**WHAT THE TASK REQUIRES:** Leaving out the images, reproduce every line of the data that follows exactly.

**Dataset entries:**
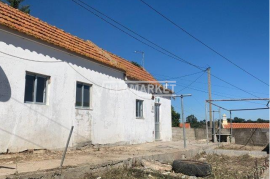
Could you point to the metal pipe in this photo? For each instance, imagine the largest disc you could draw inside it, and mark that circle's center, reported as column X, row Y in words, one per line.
column 65, row 151
column 183, row 122
column 213, row 127
column 231, row 125
column 206, row 124
column 219, row 124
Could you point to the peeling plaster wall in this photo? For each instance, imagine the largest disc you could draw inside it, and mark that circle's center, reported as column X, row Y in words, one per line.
column 110, row 120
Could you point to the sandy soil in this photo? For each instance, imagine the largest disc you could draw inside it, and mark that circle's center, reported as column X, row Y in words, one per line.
column 241, row 147
column 223, row 167
column 30, row 161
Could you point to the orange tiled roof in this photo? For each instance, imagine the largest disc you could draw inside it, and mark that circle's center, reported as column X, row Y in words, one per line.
column 34, row 27
column 187, row 125
column 247, row 125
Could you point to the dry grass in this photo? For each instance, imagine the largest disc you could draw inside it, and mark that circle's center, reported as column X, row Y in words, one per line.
column 241, row 147
column 223, row 167
column 240, row 167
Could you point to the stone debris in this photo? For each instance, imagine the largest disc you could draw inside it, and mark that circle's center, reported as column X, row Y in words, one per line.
column 156, row 166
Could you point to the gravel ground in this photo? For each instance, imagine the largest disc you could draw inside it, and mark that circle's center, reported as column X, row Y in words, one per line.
column 223, row 167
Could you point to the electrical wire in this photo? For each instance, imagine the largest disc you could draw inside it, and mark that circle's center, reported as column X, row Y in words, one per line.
column 190, row 83
column 173, row 78
column 174, row 56
column 207, row 46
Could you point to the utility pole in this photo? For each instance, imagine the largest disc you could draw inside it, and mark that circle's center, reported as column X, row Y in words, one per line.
column 183, row 116
column 142, row 57
column 209, row 96
column 214, row 127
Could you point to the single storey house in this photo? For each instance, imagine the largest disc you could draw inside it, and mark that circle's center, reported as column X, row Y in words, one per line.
column 51, row 80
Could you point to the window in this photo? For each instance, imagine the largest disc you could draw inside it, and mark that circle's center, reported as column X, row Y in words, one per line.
column 139, row 108
column 83, row 95
column 35, row 88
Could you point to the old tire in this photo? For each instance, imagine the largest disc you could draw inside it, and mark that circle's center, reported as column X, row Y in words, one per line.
column 192, row 168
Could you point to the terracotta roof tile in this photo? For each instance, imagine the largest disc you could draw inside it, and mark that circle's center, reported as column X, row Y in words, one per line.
column 34, row 27
column 247, row 125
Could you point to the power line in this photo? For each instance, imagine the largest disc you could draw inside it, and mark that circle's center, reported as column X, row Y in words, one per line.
column 210, row 48
column 190, row 83
column 221, row 86
column 172, row 78
column 218, row 94
column 174, row 56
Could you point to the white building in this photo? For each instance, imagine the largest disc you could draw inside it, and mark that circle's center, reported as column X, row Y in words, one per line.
column 51, row 80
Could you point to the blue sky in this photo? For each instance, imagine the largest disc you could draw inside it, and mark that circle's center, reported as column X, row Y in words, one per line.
column 236, row 29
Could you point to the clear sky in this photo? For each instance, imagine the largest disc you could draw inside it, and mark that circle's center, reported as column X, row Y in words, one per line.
column 236, row 29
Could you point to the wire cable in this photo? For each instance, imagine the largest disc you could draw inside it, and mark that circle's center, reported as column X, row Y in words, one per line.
column 174, row 56
column 198, row 40
column 190, row 83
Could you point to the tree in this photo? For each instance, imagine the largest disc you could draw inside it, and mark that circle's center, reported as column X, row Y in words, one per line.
column 259, row 120
column 194, row 123
column 175, row 118
column 16, row 5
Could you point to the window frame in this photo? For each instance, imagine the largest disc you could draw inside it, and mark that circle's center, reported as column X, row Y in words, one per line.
column 141, row 109
column 45, row 93
column 82, row 97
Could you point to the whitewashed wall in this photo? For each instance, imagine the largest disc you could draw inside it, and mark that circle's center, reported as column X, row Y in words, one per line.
column 111, row 119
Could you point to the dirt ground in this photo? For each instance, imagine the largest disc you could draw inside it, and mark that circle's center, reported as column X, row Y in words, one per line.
column 223, row 167
column 241, row 147
column 37, row 160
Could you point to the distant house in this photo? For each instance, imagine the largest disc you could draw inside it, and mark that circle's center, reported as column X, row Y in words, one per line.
column 227, row 125
column 51, row 80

**OUTPUT OF THE EXERCISE:**
Could you point to the metal pipe in this photo? For each instance, imagine the largest disc you could draw inside it, and mark that circle's center, reported as column X, row Y in words, one per line.
column 65, row 151
column 183, row 122
column 213, row 127
column 231, row 125
column 206, row 124
column 219, row 124
Could you point to the peeling plaster wall in this photo? For each instance, imagine the largest disc you could draw inside it, and mark that circle's center, reported as column X, row Y in words, one per line.
column 110, row 120
Could you point to the sandy soil in this photo? For each instance, imagine the largest disc you could draw inside it, and mark that circle's center, reported as column X, row Y in words, one per line.
column 241, row 147
column 223, row 167
column 30, row 161
Could you point to the orange tiled roof in this photo? For each instance, imagine the largest disc you could draw inside it, and mark that circle's center, reported as column X, row Y in words, one per line.
column 34, row 27
column 187, row 125
column 247, row 125
Could you point to the dry grass in this photo? For each instance, imagine the largest disc you could draw inside it, and mark that circle's center, reported as column X, row Y in words, one per line.
column 241, row 147
column 223, row 167
column 240, row 167
Could you point to the stone debris in this photo? For each instance, imagine the largest disc you could draw inside it, and mark that circle's center, reported as column X, row Y in words, one per line.
column 156, row 166
Could you point to the gravel ground in this photo? For each instance, imagine the largest disc you could draw inside it, and mark that circle's center, reported as column X, row Y in words, one per line.
column 223, row 167
Could you point to the electrical wire in this photo? For each instance, imagine the largest disc you could draw inside it, and mark that circle's center, reported as column X, row Y in words, one per line.
column 190, row 83
column 173, row 78
column 174, row 56
column 207, row 46
Could you point to the utility pole in this photo? For each instance, imagine the largest disc you could draw inside it, and mark that circle's center, reported as column X, row Y in words, one per line.
column 183, row 116
column 142, row 57
column 209, row 96
column 214, row 127
Could you point to the single storey house in this photo? For each instance, imagine the largest disc you could draw inside it, and mark that circle's center, reported as column X, row Y in words, one per line.
column 51, row 80
Could you point to the window in this photo? For each instance, imagine the largest disc you could draw inside it, and mark that circle's center, reported as column X, row Y in words, one per line.
column 139, row 108
column 83, row 95
column 35, row 88
Could you point to the old tire in this photo? For each instance, imagine the largest disc you could draw inside it, and mark that circle's center, reported as column X, row Y in words, one per line.
column 192, row 168
Could you point to the terracotta roof tile in this photo? For each instance, imagine the largest disc you could draw inside it, and mark that circle's center, reported as column X, row Y in words, one per line.
column 34, row 27
column 247, row 125
Could you point to the power line in this photo? For each instance, imagine the largest disc you could draw inside it, and mark that circle's center, reported as column X, row Y in words, one per line.
column 210, row 48
column 190, row 83
column 221, row 86
column 172, row 78
column 218, row 94
column 174, row 56
Could you point to the white building in this photo? For each instance, imagine the largest disc you could draw inside it, and mark that circle's center, reported as column X, row Y in words, one per line.
column 51, row 80
Could you point to the blue sky in this photo? For each instance, imagine the largest disc you could draw inside it, and mark that circle's center, reported as column X, row Y in words, one per line.
column 236, row 29
Could you point to the clear sky in this photo? For each instance, imagine the largest disc you could draw inside it, and mark that circle's center, reported as column X, row Y in words, one per line.
column 236, row 29
Could you point to the wire cable in this photo? For each instance, imagine the largest disc you could draw inside it, and mark that circle's center, reported as column X, row Y in words, one per line.
column 174, row 56
column 198, row 40
column 190, row 83
Could you point to the tree in this photo? For each instance, imagine the largest disc you could draw inside it, and mark that circle's center, reported as column X, row Y in words, one per line.
column 259, row 120
column 194, row 123
column 175, row 118
column 16, row 5
Could you point to the window frame in this photo? For each instance, imagine the largest disc you could draw inside it, and mark that circle's center, reported as column X, row Y in words, one per line.
column 141, row 109
column 45, row 93
column 82, row 97
Could you point to the whitewashed wall in this photo? For each instance, imagine the largest disc you could draw inside it, and mark that circle's center, reported as column X, row Y in words, one per line.
column 111, row 119
Could you point to the dirt ground in this photo? For each instance, imagine the largest disc you could draw inside it, and mark that circle's center, reported as column X, row Y in words, one per line.
column 223, row 167
column 241, row 147
column 37, row 160
Could you point to the distant house in this photo? For each instance, imagine the largest disc you could draw inside it, and mark that circle's center, reported as column X, row Y in words, one per line.
column 227, row 125
column 51, row 80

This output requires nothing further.